#### [Instructions to follow]
Pick out every line of the material below that contains the word "buttons", matching case exactly, and copy those lines.

══ Entries ══

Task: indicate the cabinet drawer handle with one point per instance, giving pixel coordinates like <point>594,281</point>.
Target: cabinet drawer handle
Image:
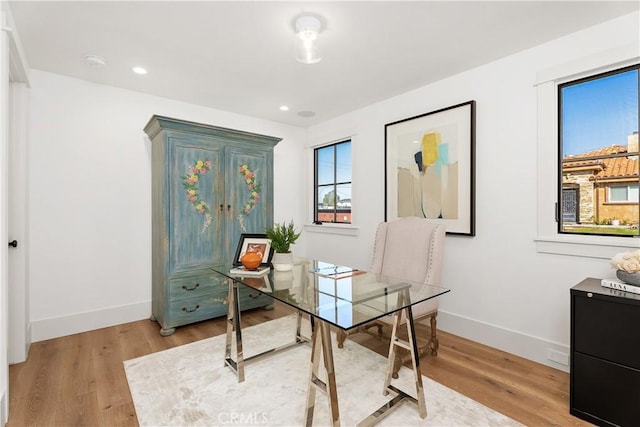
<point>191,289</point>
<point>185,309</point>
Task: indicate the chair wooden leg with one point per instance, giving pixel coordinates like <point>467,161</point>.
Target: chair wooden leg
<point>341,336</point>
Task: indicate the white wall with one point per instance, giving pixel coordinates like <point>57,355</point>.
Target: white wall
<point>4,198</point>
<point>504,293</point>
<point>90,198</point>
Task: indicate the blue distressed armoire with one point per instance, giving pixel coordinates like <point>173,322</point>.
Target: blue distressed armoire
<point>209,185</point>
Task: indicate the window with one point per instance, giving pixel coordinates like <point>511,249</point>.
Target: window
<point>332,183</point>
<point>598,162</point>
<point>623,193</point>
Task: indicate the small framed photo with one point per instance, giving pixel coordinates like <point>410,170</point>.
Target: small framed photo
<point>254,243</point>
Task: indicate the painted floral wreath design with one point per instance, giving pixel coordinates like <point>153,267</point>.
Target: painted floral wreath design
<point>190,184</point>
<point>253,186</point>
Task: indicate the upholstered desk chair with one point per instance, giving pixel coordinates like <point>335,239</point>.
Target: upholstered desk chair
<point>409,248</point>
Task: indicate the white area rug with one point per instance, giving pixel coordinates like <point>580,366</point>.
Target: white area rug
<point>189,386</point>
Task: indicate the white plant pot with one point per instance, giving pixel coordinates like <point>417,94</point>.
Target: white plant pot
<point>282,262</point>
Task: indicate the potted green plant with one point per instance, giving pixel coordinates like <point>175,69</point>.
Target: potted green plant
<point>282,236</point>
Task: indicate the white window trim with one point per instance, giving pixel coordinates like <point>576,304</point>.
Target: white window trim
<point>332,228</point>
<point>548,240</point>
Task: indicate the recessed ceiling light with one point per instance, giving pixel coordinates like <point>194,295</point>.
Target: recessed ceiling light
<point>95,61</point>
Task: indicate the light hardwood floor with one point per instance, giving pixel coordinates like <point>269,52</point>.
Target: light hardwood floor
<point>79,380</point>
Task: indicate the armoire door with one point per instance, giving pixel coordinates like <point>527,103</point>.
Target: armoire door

═══
══ Entries ══

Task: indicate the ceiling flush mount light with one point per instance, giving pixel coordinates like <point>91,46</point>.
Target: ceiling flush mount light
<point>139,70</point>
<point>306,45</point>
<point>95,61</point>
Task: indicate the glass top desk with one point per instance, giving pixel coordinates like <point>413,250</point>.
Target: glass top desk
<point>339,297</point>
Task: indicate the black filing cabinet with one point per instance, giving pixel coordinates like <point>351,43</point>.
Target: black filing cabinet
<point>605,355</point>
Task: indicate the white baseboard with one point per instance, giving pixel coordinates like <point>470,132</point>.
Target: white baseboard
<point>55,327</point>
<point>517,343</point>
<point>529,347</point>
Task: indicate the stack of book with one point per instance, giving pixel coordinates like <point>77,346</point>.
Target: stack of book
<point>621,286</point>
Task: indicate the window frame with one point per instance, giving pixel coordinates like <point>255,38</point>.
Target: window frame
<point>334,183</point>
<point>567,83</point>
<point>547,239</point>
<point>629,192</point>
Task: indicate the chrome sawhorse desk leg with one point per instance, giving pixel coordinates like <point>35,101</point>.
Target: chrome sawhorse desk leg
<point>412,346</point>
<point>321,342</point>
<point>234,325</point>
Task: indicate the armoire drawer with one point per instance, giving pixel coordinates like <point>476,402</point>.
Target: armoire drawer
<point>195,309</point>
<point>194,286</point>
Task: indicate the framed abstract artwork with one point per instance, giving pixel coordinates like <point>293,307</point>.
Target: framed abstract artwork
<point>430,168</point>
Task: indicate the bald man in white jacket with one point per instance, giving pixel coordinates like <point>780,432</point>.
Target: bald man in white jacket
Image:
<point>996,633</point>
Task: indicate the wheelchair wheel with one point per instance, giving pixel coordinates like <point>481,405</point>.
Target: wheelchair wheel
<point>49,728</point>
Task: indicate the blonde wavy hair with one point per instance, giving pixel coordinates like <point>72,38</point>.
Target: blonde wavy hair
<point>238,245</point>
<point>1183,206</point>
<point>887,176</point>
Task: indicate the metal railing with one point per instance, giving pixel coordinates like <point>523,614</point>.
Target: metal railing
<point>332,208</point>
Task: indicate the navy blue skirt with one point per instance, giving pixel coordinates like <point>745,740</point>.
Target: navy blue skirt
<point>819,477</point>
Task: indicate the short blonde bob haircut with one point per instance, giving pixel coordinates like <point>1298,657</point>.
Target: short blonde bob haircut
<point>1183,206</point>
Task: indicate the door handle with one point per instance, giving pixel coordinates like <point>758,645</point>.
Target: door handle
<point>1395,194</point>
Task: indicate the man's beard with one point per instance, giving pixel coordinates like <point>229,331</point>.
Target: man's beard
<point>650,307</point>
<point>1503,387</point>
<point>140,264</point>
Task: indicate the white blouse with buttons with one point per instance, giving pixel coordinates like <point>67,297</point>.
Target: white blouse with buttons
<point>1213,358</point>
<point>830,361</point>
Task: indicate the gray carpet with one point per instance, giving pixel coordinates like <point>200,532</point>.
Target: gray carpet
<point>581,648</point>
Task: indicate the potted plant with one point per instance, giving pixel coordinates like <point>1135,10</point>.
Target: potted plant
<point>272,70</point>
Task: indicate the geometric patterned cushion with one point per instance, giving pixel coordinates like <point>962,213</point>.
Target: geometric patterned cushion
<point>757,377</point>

═══
══ Entries ══

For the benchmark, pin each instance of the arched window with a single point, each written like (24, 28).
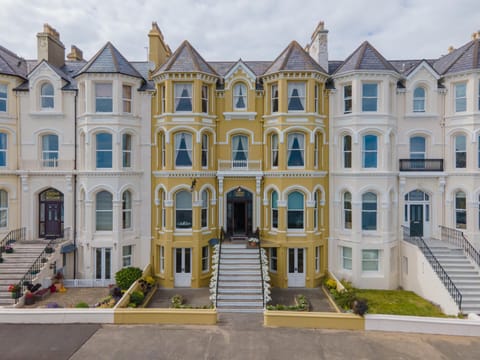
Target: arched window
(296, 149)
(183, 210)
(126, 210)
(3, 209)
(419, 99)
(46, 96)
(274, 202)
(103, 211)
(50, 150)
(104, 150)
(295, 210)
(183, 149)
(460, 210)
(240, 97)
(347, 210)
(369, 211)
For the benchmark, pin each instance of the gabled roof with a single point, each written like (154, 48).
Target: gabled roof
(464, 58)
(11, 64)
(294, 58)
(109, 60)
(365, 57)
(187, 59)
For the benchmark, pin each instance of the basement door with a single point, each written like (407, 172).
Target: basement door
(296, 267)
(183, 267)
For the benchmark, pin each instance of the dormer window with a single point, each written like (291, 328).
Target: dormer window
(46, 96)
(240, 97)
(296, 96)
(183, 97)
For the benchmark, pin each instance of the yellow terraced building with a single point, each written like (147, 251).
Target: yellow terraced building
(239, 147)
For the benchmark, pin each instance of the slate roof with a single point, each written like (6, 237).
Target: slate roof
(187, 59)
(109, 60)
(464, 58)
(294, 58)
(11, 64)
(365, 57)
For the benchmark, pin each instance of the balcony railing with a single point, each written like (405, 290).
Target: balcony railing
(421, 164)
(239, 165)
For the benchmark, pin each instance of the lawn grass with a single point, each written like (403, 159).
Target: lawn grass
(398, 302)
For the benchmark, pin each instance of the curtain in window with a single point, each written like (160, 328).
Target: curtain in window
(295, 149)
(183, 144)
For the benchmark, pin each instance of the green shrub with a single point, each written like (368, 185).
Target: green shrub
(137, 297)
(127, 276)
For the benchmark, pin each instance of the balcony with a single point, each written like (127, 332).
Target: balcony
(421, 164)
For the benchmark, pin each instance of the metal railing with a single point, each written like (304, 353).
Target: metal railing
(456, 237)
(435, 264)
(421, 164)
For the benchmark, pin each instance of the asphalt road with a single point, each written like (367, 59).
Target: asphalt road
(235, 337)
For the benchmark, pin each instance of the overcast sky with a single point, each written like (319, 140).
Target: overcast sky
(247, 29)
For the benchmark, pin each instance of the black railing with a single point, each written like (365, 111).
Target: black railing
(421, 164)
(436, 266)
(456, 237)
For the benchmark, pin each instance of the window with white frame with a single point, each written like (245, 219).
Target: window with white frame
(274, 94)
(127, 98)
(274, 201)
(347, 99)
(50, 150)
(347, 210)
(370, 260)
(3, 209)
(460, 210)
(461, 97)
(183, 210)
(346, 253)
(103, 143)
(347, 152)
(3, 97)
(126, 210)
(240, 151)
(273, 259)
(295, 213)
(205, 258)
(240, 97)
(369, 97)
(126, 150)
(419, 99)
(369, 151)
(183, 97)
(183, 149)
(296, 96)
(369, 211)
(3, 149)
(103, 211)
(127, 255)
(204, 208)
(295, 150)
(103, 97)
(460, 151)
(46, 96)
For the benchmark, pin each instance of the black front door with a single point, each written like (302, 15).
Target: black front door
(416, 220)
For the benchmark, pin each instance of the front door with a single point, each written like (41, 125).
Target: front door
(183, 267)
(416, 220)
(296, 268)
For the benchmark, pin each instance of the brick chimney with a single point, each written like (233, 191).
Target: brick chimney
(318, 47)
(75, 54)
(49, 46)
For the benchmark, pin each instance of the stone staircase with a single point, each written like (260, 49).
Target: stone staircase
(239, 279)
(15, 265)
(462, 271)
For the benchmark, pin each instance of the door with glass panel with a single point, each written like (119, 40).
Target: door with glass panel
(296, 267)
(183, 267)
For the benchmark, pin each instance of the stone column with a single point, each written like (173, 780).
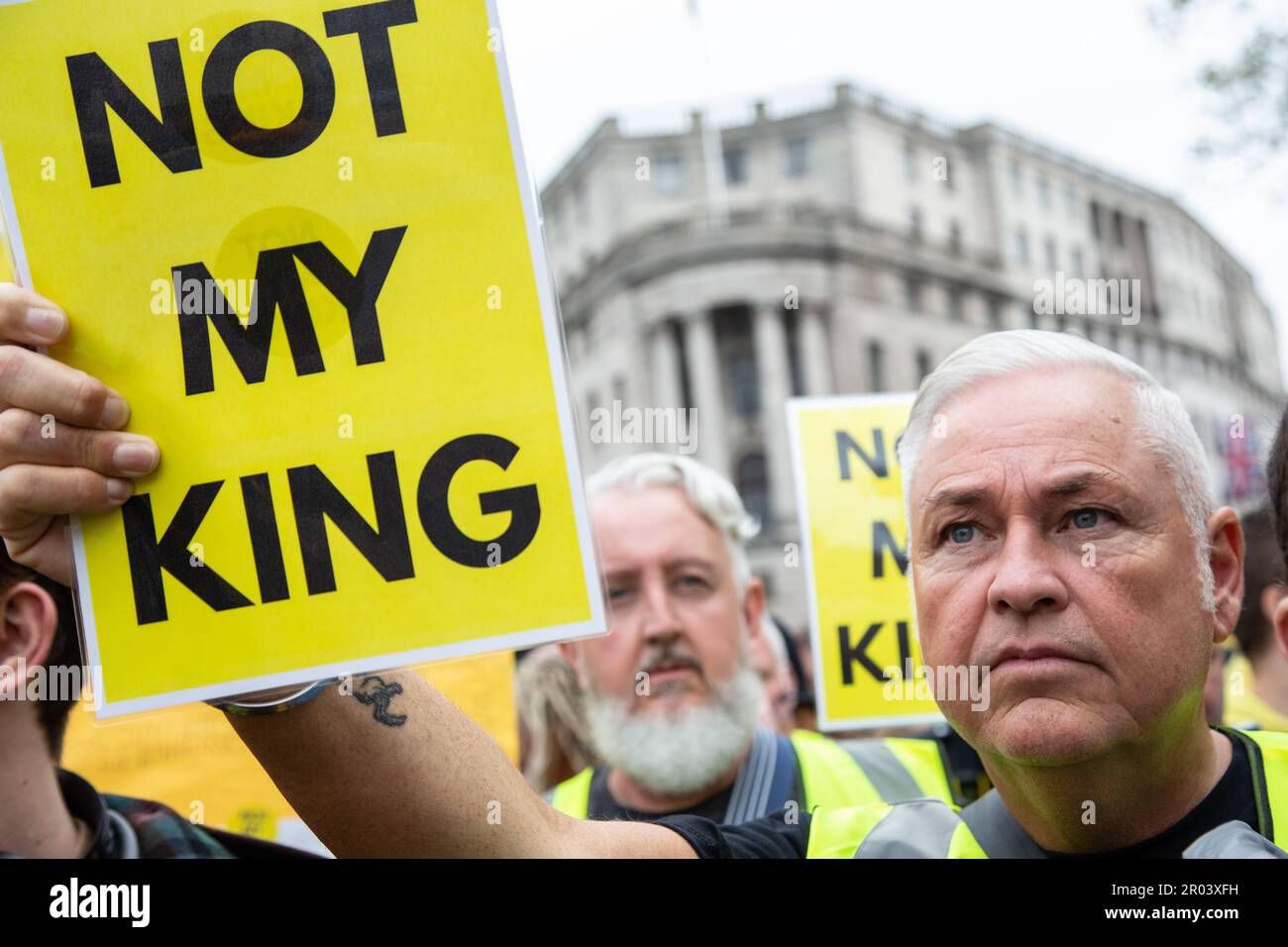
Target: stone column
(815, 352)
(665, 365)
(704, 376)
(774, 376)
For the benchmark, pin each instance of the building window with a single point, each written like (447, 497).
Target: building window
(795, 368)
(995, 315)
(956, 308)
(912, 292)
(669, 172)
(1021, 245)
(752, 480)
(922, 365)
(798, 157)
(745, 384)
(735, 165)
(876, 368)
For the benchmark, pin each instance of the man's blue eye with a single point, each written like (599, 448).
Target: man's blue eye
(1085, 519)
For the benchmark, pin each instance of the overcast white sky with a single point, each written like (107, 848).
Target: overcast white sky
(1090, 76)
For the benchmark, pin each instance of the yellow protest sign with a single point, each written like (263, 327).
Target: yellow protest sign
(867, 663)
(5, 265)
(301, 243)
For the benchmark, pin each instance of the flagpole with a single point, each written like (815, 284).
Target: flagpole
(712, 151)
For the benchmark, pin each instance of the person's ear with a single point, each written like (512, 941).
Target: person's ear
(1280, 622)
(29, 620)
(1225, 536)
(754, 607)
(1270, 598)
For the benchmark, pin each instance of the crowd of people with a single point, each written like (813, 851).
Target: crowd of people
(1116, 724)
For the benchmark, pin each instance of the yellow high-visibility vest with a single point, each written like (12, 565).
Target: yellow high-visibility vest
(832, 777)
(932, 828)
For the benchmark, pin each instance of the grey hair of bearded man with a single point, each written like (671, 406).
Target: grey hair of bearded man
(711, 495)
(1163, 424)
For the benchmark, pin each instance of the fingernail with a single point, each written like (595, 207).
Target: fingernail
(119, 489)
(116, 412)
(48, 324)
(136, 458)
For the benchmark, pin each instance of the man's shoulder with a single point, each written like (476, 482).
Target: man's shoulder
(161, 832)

═══

#### [Result for this task]
Task: indicate the white blouse with buttons with one point per instance, giving pixel coordinates like <point>67,297</point>.
Target: white blouse with buttons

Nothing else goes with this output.